WHAT THIS TASK INVOLVES: Gather every line in the entries below that contains the string "right" and copy each one. Only matches with the same uppercase and lowercase letters count.

MATERIAL FOR THIS EXERCISE:
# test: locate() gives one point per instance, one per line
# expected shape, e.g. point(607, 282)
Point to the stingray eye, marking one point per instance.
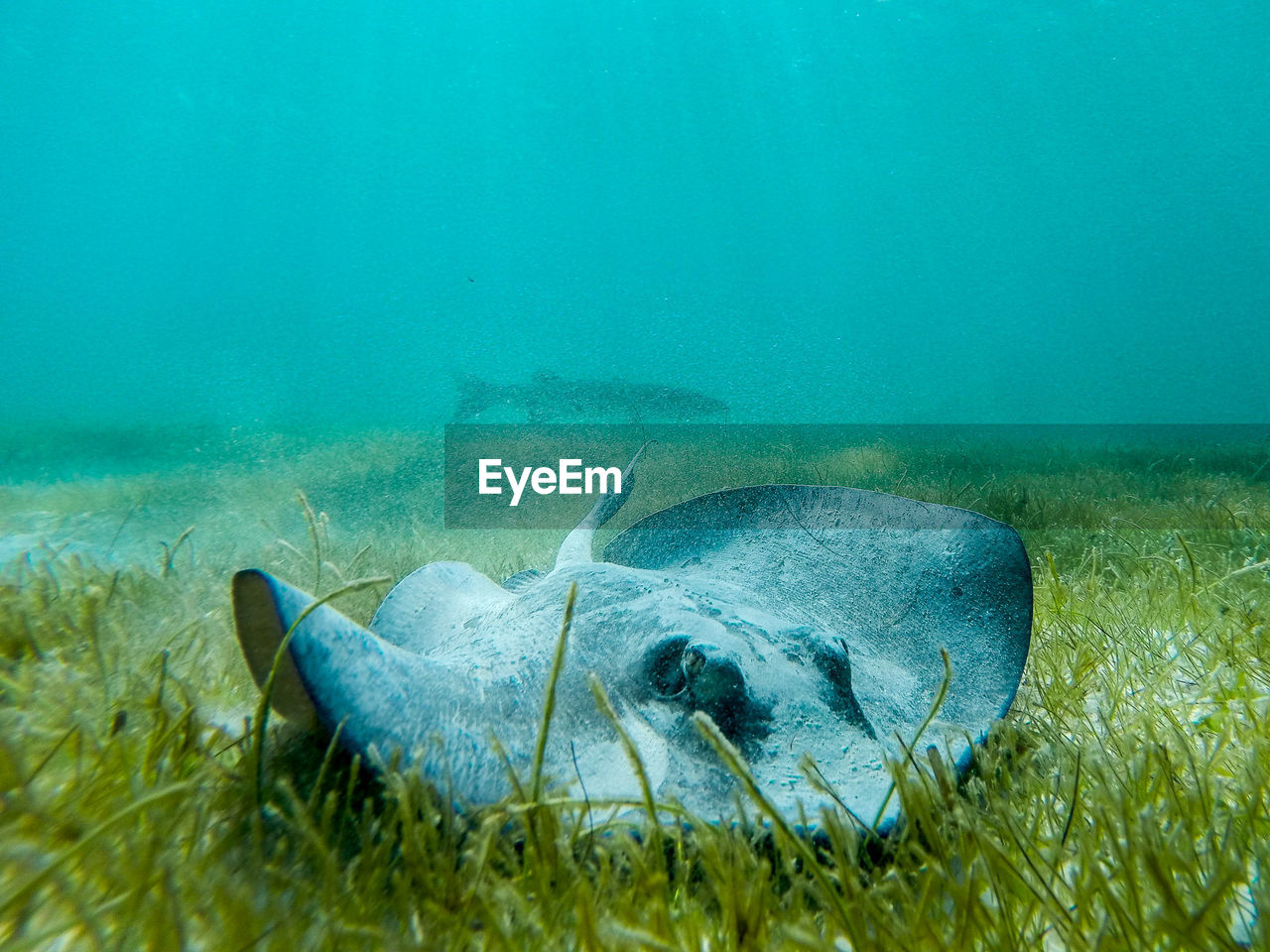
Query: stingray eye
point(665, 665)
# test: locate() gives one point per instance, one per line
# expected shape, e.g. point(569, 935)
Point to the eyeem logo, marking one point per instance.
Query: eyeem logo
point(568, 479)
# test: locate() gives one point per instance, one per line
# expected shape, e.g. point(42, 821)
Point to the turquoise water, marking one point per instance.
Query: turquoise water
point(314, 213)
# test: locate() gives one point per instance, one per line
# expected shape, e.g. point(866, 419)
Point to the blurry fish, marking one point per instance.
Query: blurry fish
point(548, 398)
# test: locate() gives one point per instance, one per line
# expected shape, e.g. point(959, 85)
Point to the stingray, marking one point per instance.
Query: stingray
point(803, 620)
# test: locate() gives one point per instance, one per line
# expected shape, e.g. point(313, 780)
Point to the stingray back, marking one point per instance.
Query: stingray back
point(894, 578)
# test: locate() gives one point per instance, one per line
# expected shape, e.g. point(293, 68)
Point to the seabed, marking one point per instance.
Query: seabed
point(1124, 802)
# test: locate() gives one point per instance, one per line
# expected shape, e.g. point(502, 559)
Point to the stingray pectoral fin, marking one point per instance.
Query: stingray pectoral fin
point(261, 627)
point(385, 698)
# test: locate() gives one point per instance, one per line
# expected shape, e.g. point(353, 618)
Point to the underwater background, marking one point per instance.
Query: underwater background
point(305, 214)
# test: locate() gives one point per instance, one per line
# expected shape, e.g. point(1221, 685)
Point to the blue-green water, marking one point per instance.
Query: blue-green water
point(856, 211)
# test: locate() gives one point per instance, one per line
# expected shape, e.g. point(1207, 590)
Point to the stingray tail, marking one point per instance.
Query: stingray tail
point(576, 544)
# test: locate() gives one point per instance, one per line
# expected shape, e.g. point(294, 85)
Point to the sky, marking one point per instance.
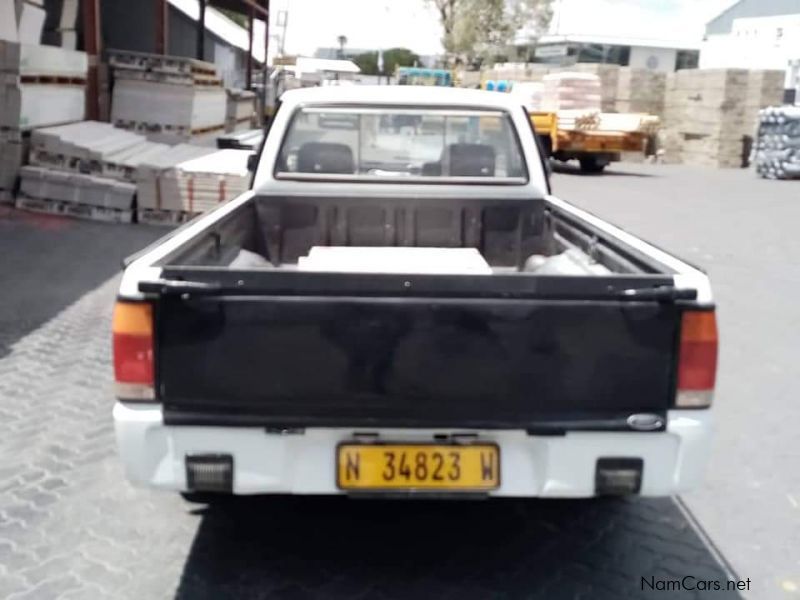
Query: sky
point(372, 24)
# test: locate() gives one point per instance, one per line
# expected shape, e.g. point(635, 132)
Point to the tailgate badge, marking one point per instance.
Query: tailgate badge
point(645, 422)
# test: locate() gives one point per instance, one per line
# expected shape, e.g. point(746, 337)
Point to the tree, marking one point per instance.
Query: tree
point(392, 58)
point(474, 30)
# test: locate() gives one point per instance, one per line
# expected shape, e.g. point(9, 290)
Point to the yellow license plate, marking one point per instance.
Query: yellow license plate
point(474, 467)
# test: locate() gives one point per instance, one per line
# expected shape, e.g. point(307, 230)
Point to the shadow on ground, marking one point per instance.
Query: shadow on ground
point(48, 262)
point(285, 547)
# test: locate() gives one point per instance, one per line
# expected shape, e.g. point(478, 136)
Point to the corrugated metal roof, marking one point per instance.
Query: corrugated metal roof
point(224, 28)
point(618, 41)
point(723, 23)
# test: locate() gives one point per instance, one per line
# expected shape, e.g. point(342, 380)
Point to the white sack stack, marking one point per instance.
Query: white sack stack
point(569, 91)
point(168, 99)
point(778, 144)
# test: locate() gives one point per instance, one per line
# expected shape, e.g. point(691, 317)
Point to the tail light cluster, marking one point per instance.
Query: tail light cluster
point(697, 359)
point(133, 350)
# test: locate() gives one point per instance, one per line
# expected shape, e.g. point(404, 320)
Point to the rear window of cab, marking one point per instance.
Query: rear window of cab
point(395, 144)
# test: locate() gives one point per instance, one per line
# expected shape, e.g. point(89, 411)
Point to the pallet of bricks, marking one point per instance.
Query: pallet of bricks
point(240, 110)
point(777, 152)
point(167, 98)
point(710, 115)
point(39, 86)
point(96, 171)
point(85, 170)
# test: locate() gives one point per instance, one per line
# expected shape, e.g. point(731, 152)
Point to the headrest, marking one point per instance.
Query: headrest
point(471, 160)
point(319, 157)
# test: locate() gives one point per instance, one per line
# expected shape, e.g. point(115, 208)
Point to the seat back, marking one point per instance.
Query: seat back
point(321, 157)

---

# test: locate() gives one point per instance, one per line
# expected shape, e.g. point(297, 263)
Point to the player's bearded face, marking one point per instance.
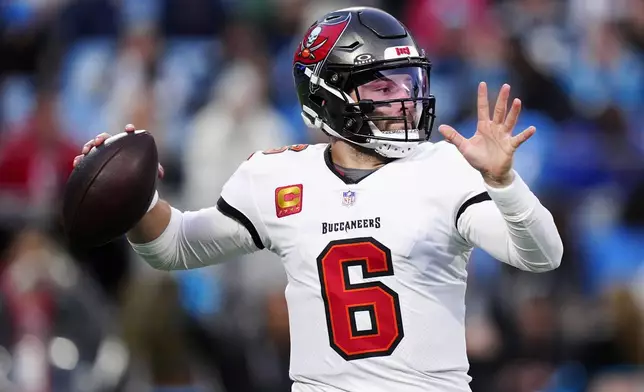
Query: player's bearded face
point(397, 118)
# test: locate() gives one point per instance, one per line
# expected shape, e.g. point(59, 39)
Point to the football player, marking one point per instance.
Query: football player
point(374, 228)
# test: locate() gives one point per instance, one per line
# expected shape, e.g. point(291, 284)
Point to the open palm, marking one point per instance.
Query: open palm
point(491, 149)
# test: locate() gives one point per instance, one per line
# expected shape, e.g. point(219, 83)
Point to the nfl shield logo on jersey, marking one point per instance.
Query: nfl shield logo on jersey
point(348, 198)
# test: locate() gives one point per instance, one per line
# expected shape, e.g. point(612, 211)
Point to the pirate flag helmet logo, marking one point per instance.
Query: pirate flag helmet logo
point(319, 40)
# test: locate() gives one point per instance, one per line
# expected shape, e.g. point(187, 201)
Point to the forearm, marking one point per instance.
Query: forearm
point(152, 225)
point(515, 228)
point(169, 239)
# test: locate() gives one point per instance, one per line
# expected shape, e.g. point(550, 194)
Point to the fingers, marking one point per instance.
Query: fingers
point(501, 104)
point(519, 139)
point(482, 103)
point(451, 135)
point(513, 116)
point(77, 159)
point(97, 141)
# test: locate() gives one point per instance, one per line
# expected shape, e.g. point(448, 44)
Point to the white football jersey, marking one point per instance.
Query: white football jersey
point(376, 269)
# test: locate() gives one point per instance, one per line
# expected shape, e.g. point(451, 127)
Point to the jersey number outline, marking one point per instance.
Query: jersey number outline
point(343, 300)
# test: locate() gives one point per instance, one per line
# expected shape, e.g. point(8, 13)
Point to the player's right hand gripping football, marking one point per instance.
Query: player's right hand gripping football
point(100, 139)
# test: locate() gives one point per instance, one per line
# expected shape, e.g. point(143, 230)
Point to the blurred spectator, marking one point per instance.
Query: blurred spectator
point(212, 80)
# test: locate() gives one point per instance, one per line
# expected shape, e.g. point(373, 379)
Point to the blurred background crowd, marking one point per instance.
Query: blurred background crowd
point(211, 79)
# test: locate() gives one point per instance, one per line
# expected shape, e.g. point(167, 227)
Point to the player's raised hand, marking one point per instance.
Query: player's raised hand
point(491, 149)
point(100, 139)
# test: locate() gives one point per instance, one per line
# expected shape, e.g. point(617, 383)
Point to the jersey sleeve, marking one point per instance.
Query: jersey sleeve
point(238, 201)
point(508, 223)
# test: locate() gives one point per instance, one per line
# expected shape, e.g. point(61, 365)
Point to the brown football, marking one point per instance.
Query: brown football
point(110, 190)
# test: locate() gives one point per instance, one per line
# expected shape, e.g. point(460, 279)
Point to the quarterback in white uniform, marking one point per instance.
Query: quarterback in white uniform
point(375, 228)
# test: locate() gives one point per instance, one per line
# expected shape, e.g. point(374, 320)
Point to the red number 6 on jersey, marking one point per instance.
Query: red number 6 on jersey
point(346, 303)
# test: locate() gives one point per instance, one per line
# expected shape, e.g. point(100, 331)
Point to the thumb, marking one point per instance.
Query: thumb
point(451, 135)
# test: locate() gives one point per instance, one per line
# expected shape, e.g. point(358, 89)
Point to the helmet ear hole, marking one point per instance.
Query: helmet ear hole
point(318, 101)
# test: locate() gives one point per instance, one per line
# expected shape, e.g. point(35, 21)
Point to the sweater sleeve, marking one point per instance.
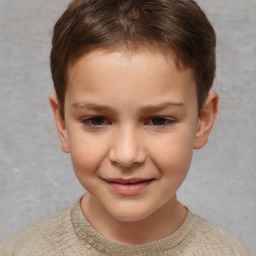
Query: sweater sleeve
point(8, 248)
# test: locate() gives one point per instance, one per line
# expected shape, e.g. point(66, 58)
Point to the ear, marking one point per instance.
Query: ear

THE RESULT:
Point to the player's right hand gripping football, marking one point per instance.
Query: player's right hand gripping football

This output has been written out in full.